- To be done -
Answer these questions using the passage below on tariffs and the Orlando economy:
1. Which research team carried out the analysis?
2. Which four counties make up the Orlando metro?
3. According to the passage, which U.S.-imposed tariffs pose more substantial threats to the Orlando region?

Threats of increased U.S. tariffs on Chinese goods last month fueled anxiety over a trade war between the world’s two largest economies. Analysis by the Orlando Economic Partnership research team sheds light on the likely consequences of proposed economic sanctions. Due to the Orlando economy’s lack of reliance on exports, any direct decreases in economic activity caused by potential Chinese tariffs would be minimal. More substantial threats to the Orlando region, specifically to tourism and the construction boom, come from U.S. imposed tariffs on steel and aluminum imports.  

First, the research team analyzed the effects on Orlando’s economy if China were to implement tariffs on the most recent list of potential industry targets. The list of industries, translated and published by the Brooking’s Institution, can be found here along with a county-by-county overview of employment potentially at risk from tariffs on these products. Combined employment of the four counties that make up the Orlando metro (Lake, Orange, Osceola, and Seminole County) from this list is 3,400 – accounting for less than one percent of total employment.

- Supplied data -

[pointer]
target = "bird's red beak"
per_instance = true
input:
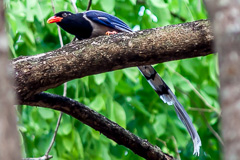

- Output of the exercise -
1. The Orlando Economic Partnership research team.
2. Lake, Orange, Osceola, and Seminole County.
3. U.S.-imposed tariffs on steel and aluminum imports.